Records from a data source
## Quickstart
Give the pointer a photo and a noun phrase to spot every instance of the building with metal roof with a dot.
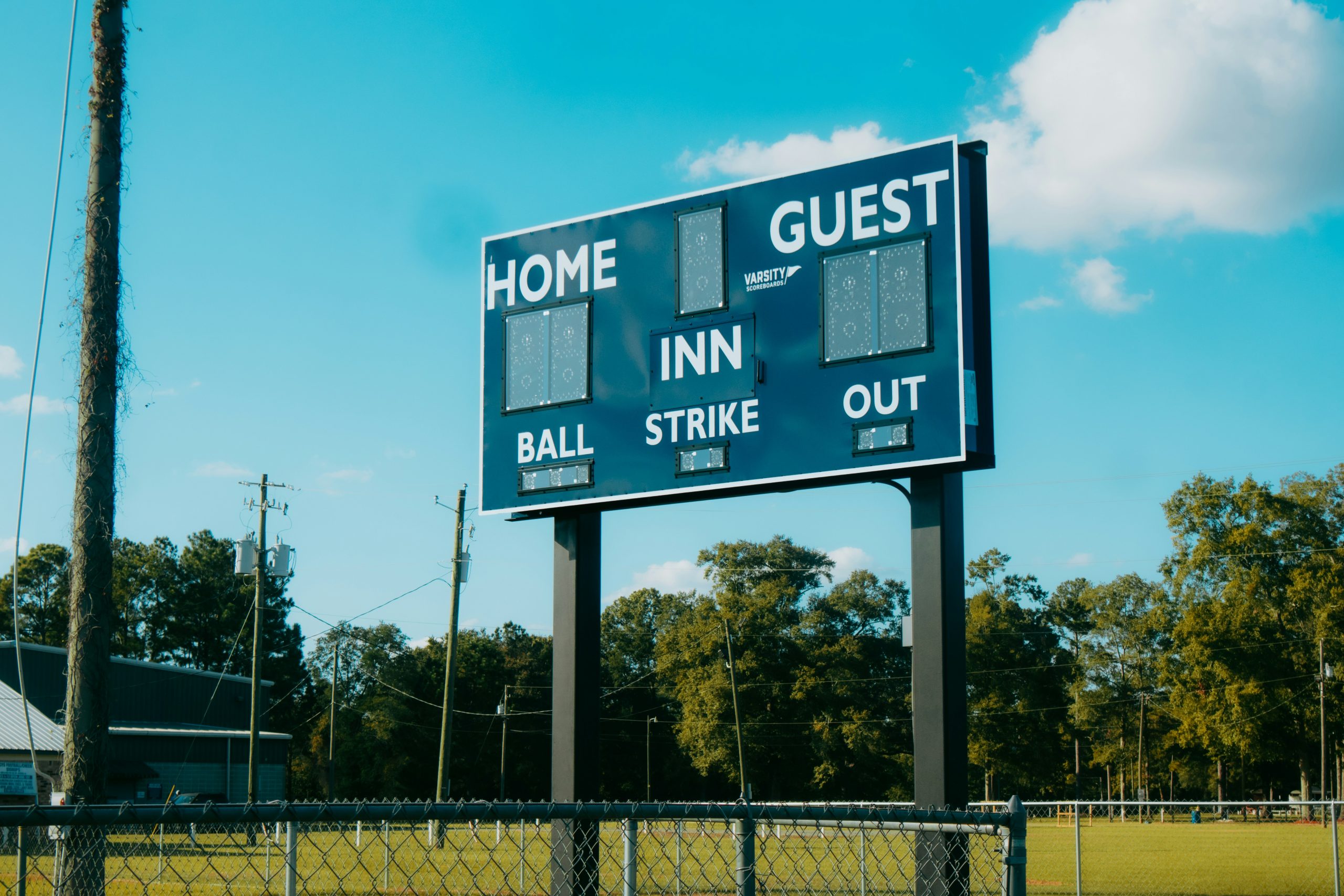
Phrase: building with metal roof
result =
(174, 729)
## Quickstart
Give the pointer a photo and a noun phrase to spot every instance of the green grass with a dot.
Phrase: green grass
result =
(1214, 859)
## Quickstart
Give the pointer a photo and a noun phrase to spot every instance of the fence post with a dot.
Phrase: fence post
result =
(1335, 844)
(1015, 858)
(863, 861)
(632, 851)
(743, 837)
(1078, 852)
(522, 856)
(291, 860)
(23, 864)
(678, 858)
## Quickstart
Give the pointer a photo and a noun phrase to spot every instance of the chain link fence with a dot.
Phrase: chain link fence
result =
(1183, 848)
(561, 849)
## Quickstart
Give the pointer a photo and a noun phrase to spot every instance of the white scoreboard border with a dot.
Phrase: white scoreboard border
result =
(961, 362)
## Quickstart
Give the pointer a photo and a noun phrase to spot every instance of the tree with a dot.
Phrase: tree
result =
(1258, 581)
(1122, 656)
(1015, 686)
(89, 644)
(44, 596)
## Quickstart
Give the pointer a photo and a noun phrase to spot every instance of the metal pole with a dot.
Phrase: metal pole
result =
(737, 719)
(1078, 853)
(939, 675)
(1335, 844)
(632, 829)
(522, 856)
(291, 860)
(679, 858)
(1015, 860)
(445, 736)
(648, 760)
(863, 861)
(575, 698)
(503, 738)
(743, 839)
(23, 864)
(253, 758)
(331, 736)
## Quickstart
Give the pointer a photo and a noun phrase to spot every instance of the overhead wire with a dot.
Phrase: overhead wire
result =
(33, 390)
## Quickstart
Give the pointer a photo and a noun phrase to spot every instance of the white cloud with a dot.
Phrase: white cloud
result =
(10, 363)
(222, 469)
(41, 405)
(671, 577)
(847, 561)
(1101, 285)
(1162, 116)
(349, 475)
(793, 152)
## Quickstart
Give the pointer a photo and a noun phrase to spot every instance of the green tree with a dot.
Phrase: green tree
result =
(1257, 577)
(44, 596)
(1016, 681)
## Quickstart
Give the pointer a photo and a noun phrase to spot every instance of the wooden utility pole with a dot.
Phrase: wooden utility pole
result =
(255, 724)
(85, 766)
(331, 731)
(445, 735)
(92, 616)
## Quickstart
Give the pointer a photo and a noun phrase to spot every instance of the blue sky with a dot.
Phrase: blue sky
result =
(308, 184)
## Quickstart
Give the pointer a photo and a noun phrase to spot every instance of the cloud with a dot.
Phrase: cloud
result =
(10, 363)
(222, 469)
(349, 475)
(847, 561)
(41, 405)
(793, 152)
(1101, 285)
(1158, 116)
(671, 577)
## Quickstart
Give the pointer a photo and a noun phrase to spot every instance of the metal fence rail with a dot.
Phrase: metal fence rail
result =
(568, 849)
(1166, 848)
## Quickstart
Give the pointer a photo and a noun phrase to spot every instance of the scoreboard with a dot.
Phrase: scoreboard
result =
(824, 327)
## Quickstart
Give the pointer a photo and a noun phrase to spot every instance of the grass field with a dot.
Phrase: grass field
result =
(1213, 859)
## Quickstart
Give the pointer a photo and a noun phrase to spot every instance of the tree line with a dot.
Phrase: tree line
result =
(1199, 683)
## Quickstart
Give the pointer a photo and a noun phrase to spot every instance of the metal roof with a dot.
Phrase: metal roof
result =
(166, 667)
(195, 731)
(47, 736)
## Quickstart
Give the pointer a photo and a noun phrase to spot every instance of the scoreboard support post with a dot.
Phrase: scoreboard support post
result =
(575, 696)
(939, 673)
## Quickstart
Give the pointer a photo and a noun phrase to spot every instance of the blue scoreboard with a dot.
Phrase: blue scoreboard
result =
(824, 327)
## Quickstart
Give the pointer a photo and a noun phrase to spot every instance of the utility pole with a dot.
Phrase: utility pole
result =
(255, 727)
(89, 645)
(331, 735)
(503, 712)
(1321, 648)
(737, 719)
(445, 735)
(648, 758)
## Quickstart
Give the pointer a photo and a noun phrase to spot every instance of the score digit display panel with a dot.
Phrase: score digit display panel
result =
(816, 328)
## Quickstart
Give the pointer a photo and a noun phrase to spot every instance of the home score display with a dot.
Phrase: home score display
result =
(815, 328)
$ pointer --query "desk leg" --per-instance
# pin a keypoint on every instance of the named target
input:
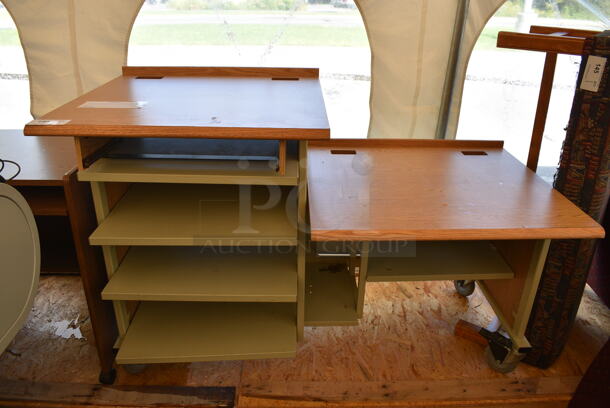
(512, 300)
(302, 234)
(364, 263)
(93, 275)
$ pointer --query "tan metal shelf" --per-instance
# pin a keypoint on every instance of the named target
(330, 296)
(450, 260)
(164, 332)
(235, 274)
(189, 171)
(188, 214)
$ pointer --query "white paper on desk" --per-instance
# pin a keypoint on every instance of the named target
(47, 122)
(113, 104)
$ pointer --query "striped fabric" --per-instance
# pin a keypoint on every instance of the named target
(582, 177)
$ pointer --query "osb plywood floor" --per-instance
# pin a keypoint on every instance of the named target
(403, 353)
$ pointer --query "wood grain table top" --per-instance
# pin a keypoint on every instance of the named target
(243, 103)
(433, 190)
(43, 160)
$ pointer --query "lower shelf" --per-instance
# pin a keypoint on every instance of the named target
(451, 260)
(330, 296)
(233, 274)
(180, 332)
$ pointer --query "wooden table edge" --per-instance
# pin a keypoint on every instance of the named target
(459, 235)
(177, 132)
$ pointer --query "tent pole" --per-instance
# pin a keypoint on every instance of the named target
(461, 15)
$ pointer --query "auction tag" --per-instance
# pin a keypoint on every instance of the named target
(113, 104)
(46, 122)
(593, 73)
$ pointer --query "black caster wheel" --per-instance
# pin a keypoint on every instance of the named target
(504, 367)
(464, 288)
(108, 377)
(135, 368)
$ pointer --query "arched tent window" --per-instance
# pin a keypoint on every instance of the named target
(14, 84)
(502, 85)
(293, 33)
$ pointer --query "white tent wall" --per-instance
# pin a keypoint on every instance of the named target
(410, 47)
(479, 13)
(74, 46)
(71, 46)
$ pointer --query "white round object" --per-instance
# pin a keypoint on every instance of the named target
(19, 262)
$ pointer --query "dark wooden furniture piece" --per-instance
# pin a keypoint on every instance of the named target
(552, 41)
(65, 217)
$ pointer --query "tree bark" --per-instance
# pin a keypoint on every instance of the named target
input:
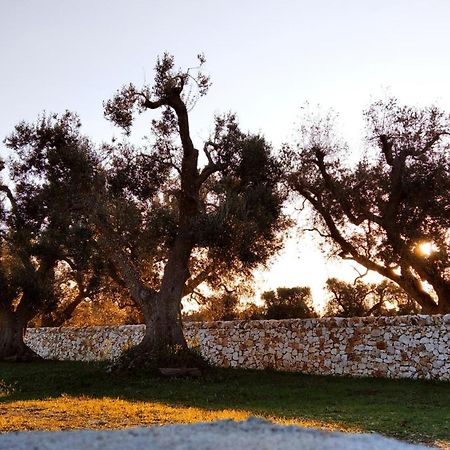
(12, 332)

> [Your objective]:
Except for pictures, copy the records above exactly.

> [Finished exercise]:
## Quickstart
Give the pointer a photo and a noun phrase to spot every instance of the building with metal roof with a dot.
Phrase: building with metal roof
result =
(174, 729)
## Quickstart
Give the pointer a photo and a noun phrase to spot every instance of the green grass with a dot.
Phrase: green grass
result =
(1214, 859)
## Quickstart
Give the pointer a photo and a noun phrase to spot every instance of the fence post with a dot.
Phrase: fence post
result =
(1335, 844)
(1015, 858)
(863, 861)
(632, 851)
(743, 837)
(1078, 852)
(522, 856)
(291, 860)
(23, 864)
(678, 858)
## Quickstart
Give the pointer a photo and a noun phrase to spot every instance of the chain link fence with a dot.
Phrase: chain link fence
result =
(1183, 848)
(561, 849)
## Quickstart
Give the pointer a photo and a noun phrase to spot every instance of the white scoreboard border with a dot.
Phrase: white scoreboard border
result =
(961, 362)
## Quickstart
Give the pointer a photo and a noun phrase to spot every instance of the tree with a dot.
Phrase: tree
result =
(1258, 581)
(1122, 656)
(1015, 686)
(89, 644)
(44, 596)
## Quickstart
Give the pointer a photo and a noun phrase to spot every instance of the metal pole with a dot.
Phrase: metal pole
result =
(737, 719)
(1078, 853)
(939, 675)
(1335, 844)
(632, 829)
(522, 856)
(291, 860)
(679, 858)
(1015, 860)
(445, 736)
(648, 760)
(863, 861)
(575, 698)
(503, 738)
(743, 839)
(23, 864)
(253, 758)
(331, 736)
## Quickstart
Give the pointer a photo and a noun phrase to spot every instance of the overhead wire with a dot.
Phrase: overhead wire
result =
(33, 390)
## Quickstart
Give the pointer a photo and a noun phrase to spot every instance of the white cloud with a dot.
Phrase: white cloud
result =
(10, 363)
(222, 469)
(41, 405)
(671, 577)
(847, 561)
(1101, 285)
(1162, 116)
(349, 475)
(793, 152)
## Quickstart
Give the pointer a photo and a noun phrase to spot every instance of the green tree with a dot.
Phrase: green tree
result =
(1257, 577)
(44, 596)
(1016, 681)
## Quickstart
Give the pointer a photo and a noun phrase to spot every instance of the wooden utility pole with a dot.
Phrase: wooden utility pole
result =
(255, 724)
(85, 766)
(331, 731)
(445, 735)
(92, 616)
## Quickstart
Give the pointer a photo and a noun phrase to spot every instance of the blue sky with a dot.
Phrase: blue sky
result =
(308, 184)
## Quickstart
Give the pointer a photo and a noun phrase to spot every instance of the cloud with a dot.
Phrase: cloud
result =
(10, 363)
(222, 469)
(349, 475)
(847, 561)
(41, 405)
(793, 152)
(1101, 285)
(1158, 116)
(671, 577)
## Quickstart
Give the pointer a photo and a noun phrase to spot every instance of the metal fence rail with a dot.
Phrase: metal fence rail
result =
(568, 849)
(1166, 848)
## Quickstart
Give the pointer a photo and a noun phrase to spot every instance of the scoreboard with a dot.
Phrase: scoreboard
result =
(824, 327)
## Quickstart
Give the pointer a photo and a noun phrase to spot every instance of the grass field with a dot.
Phrase: grass field
result =
(1213, 859)
## Quickstart
Give the pointer a photo and a noun phrase to spot every instance of the tree line with a dot.
Phrase: tree line
result =
(1199, 683)
## Quickstart
Give the pointer a photo and a noun phrase to spot every instance of the metal roof with a dot.
Phrase: metal roof
result =
(166, 667)
(195, 731)
(47, 736)
## Quickstart
Give the pointer a photo and a noun phrase to spot every instance of the scoreboard support post with a dot.
Phrase: scoreboard support post
result =
(575, 696)
(939, 673)
## Quickstart
Give the pointer a photo and a noun phrase to spot every instance of the blue scoreboard with a dot.
Phrase: blue scoreboard
result =
(824, 327)
## Quickstart
Give the pointer a photo and a noun phrase to spot every instance of the utility pole with a dot.
Phrase: utility pole
result =
(255, 727)
(89, 645)
(331, 735)
(503, 712)
(1321, 648)
(737, 719)
(445, 735)
(648, 758)
## Quickstart
Give the pointer a photo and a noun phrase to spot every instance of the score digit display panel with a dot.
Phrase: score digit display panel
result =
(816, 328)
## Quickstart
Give the pointer a photo and a noun phrase to spot every instance of the home score display with a dot.
Phrase: home score display
result =
(815, 328)
$ pointer --query "desk leg" --per-instance
# pin a keypoint on every instance of the named target
input:
(512, 300)
(302, 234)
(364, 263)
(93, 275)
$ pointer --query "tan metal shelf" --per-instance
# pin a keypoint on every instance of the named target
(330, 296)
(450, 260)
(164, 332)
(235, 274)
(189, 171)
(188, 214)
$ pointer --query "white paper on desk" --per-instance
# pin a keypoint on every instance of the named target
(47, 122)
(113, 104)
$ pointer --query "striped fabric" --per-instance
# pin a keypoint on every instance of the named target
(582, 177)
$ pointer --query "osb plywood floor" --per-instance
# pin a keypoint on every instance of the named target
(403, 353)
$ pointer --query "wood grain table top" --per-instance
# pin a keypoint on every instance of the named target
(243, 103)
(433, 190)
(43, 160)
$ pointer --query "lower shelf" --per-instance
# pin a keypoint on every instance of the named target
(451, 260)
(330, 296)
(233, 274)
(180, 332)
$ pointer --query "wooden table edge" --per-instance
# pin a keypoint on every instance of the named target
(459, 235)
(177, 132)
$ pointer --query "tent pole" --per-instance
# pin a keypoint on every instance of the named target
(461, 15)
$ pointer --query "auction tag" --per-instance
# pin a keypoint on every instance of the named target
(113, 104)
(46, 122)
(593, 73)
$ pointer --query "black caster wheel" --per-instance
# pin a keypoint on every instance of the named target
(504, 367)
(464, 288)
(108, 377)
(135, 368)
$ pointer --query "arched tent window" --per-instance
# pin a keypoint on every instance of the named target
(14, 84)
(502, 85)
(293, 33)
$ pointer --query "white tent wall" --per-instance
# pin a keypoint on every instance of the named target
(410, 47)
(479, 13)
(74, 46)
(71, 46)
$ pointer --query "white round object" --per-instance
# pin a keypoint on every instance of the named target
(19, 262)
$ pointer --query "dark wooden furniture piece" --per-instance
# pin a keypoint on every instance of the named target
(552, 41)
(65, 217)
$ pointer --query "tree bark" --per-instance
# pin a keypoint on every instance of the named target
input:
(12, 332)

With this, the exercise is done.